## THE REQUEST
Reproduce every record below exactly as written, leaving out any pictures.

----- EXTRACTED INFORMATION -----

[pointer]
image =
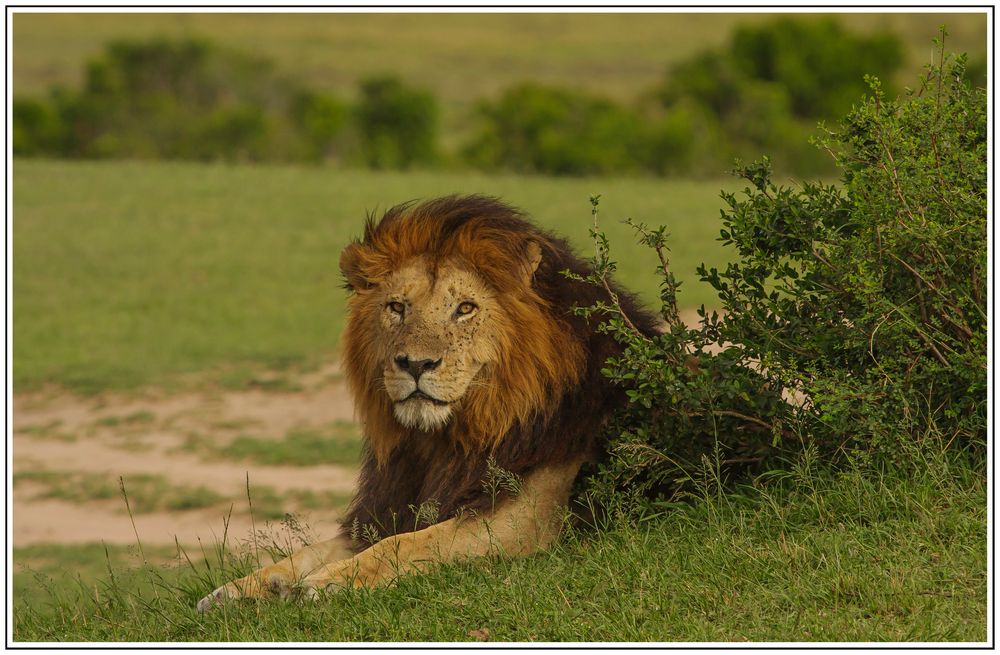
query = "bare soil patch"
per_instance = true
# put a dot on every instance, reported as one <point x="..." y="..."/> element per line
<point x="144" y="433"/>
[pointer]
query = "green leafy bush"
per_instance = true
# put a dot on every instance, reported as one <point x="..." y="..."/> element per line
<point x="766" y="89"/>
<point x="817" y="63"/>
<point x="397" y="124"/>
<point x="854" y="316"/>
<point x="182" y="99"/>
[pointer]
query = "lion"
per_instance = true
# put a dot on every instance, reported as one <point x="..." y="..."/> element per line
<point x="465" y="358"/>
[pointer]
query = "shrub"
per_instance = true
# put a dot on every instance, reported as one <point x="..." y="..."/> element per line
<point x="855" y="316"/>
<point x="534" y="128"/>
<point x="397" y="124"/>
<point x="817" y="63"/>
<point x="765" y="90"/>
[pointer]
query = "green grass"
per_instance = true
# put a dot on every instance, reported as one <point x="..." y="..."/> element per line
<point x="338" y="443"/>
<point x="803" y="556"/>
<point x="146" y="493"/>
<point x="130" y="274"/>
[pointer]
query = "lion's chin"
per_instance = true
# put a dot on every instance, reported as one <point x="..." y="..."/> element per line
<point x="422" y="414"/>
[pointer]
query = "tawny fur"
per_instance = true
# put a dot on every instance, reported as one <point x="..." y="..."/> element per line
<point x="515" y="383"/>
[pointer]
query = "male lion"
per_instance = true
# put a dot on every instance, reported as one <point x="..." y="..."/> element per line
<point x="465" y="358"/>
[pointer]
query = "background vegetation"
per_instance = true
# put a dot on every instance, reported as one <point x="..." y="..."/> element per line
<point x="861" y="516"/>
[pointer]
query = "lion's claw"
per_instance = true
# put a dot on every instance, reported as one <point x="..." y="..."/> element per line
<point x="213" y="600"/>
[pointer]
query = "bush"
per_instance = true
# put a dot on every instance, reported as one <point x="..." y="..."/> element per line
<point x="397" y="124"/>
<point x="817" y="63"/>
<point x="181" y="99"/>
<point x="855" y="316"/>
<point x="537" y="129"/>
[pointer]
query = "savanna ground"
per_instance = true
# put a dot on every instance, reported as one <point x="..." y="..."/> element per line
<point x="176" y="329"/>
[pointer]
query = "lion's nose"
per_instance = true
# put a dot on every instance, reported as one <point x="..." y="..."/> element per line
<point x="416" y="367"/>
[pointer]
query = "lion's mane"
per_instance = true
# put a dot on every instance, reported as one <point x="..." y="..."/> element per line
<point x="542" y="404"/>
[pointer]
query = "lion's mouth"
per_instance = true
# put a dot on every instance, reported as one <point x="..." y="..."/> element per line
<point x="420" y="395"/>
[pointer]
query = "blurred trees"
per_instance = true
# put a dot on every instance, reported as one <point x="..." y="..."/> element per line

-----

## SOLUTION TO THIS PROBLEM
[pointer]
image =
query = "bare soil patch"
per_instance = true
# put a dot on every instance, reported as one <point x="..." y="..."/> element per line
<point x="144" y="433"/>
[pointer]
query = "green leafy bush"
per_instance = true
# put a dot on every instance, reported as one <point x="..." y="..."/> element per line
<point x="766" y="89"/>
<point x="817" y="63"/>
<point x="397" y="124"/>
<point x="854" y="316"/>
<point x="182" y="99"/>
[pointer]
query = "lion"
per_instance = true
# put a dot on every instance, reported as one <point x="..." y="..."/> element per line
<point x="465" y="358"/>
[pointer]
query = "shrub"
per_instance = true
# put a dot on every instance, reported as one <point x="..." y="..."/> element per line
<point x="855" y="316"/>
<point x="534" y="128"/>
<point x="397" y="124"/>
<point x="817" y="63"/>
<point x="765" y="90"/>
[pointer]
query = "green grass"
per_instance = true
# put a dot on every instance, reported as one <point x="..." y="..."/> element per line
<point x="338" y="443"/>
<point x="803" y="556"/>
<point x="146" y="493"/>
<point x="130" y="274"/>
[pointer]
query = "lion's chin"
per_instance = true
# put a dot on every instance, reported as one <point x="..." y="..."/> element per line
<point x="422" y="414"/>
[pointer]
query = "tawny fur"
per_instance = true
# put a dot on every instance, reported as one <point x="..." y="..."/> element per line
<point x="515" y="383"/>
[pointer]
query = "male lion"
per_instance = true
# put a dot on every instance, reported as one <point x="..." y="..."/> element per line
<point x="465" y="358"/>
[pointer]
query = "background vegetation"
per_instance = true
# put a dot on every instance, reported as one <point x="..." y="..."/> element per line
<point x="861" y="516"/>
[pointer]
query = "lion's claw"
per_instance = true
# put a dot on every instance, reported as one <point x="..." y="..."/> element per line
<point x="213" y="600"/>
[pointer]
query = "bush"
per_instance = true
# put a dot on every instance, reported as one <point x="..." y="..."/> element per line
<point x="397" y="124"/>
<point x="817" y="63"/>
<point x="181" y="99"/>
<point x="855" y="316"/>
<point x="537" y="129"/>
[pointer]
query = "savanna ground"
per_instance = true
# put a dot on every instance, reported as one <point x="..." y="..."/> element per line
<point x="176" y="329"/>
[pointer]
query = "lion's nose"
per_instance = true
# put a dot on every instance, reported as one <point x="..." y="..."/> element per line
<point x="416" y="367"/>
[pointer]
query = "lion's mane"
per_instance = true
# put a dot on every instance, reported as one <point x="..." y="..."/> element per line
<point x="542" y="404"/>
[pointer]
query = "lion's mouth"
per_instance = true
# put a dot on every instance, reported as one <point x="..." y="..."/> element per line
<point x="420" y="395"/>
[pointer]
query = "blurred trees"
per_instance = true
# put a dot on every instance, reported as one <point x="..." y="..."/> element per line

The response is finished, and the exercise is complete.